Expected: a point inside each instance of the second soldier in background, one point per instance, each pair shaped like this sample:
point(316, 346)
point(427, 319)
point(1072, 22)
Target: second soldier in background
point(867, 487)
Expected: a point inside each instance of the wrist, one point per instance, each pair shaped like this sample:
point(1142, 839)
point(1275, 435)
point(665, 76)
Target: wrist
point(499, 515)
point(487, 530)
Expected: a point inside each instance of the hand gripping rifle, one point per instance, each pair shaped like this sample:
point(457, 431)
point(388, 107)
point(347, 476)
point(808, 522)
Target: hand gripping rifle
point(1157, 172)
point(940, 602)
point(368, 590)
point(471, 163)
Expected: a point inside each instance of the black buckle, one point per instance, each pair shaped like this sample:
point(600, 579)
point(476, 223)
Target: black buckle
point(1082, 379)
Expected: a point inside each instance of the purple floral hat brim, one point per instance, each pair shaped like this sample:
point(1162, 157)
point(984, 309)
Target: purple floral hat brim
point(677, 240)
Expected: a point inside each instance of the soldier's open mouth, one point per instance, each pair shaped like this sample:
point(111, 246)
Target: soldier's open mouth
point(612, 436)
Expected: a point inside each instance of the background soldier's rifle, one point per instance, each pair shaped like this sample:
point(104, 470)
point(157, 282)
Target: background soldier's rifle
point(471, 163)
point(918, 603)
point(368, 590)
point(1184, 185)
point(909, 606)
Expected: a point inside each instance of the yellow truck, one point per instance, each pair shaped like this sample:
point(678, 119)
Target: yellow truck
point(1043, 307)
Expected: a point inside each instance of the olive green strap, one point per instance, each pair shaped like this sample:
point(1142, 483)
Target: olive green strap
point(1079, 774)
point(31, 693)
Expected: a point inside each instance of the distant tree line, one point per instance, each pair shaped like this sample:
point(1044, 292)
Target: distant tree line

▸ Directions for this task:
Please turn the listing into a numbered list, starting at the line with "Expected: a point inside each instance of the purple" and running through the final line of the listing, both included. Leave out any blank lines.

▸ Task result:
1. Expected: a point inside each instance of the purple floral hat brim, one point per instance, each pair shaped like this sample:
2. point(1162, 157)
3. point(984, 309)
4. Target: purple floral hat brim
5. point(677, 240)
6. Expected: a point inside each instance of the soldier's open mouth, one point per instance, each pair shaped like this sample:
7. point(111, 246)
8. Target: soldier's open mouth
9. point(612, 436)
10. Expected: a point inside each instance of the background soldier's rifle, one point per instance, each pair shaped like this sample:
11. point(104, 470)
12. point(157, 282)
13. Target: background soldier's rifle
14. point(471, 163)
15. point(918, 603)
16. point(368, 590)
17. point(1184, 185)
18. point(909, 606)
19. Expected: a point inside each instance of the yellow truck, one point per instance, each pair shaped like this sample:
20. point(678, 119)
21. Target: yellow truck
22. point(1043, 307)
23. Expected: a point inside each instance of the olive green strap, one point per instance, each pair shaped like this sample:
24. point(1142, 483)
25. Target: olive green strap
26. point(1079, 774)
27. point(31, 693)
28. Expected: a point inside each instance of the distant tree line, one point per instance, each pair shaped like this sample:
29. point(1044, 292)
30. Target: distant tree line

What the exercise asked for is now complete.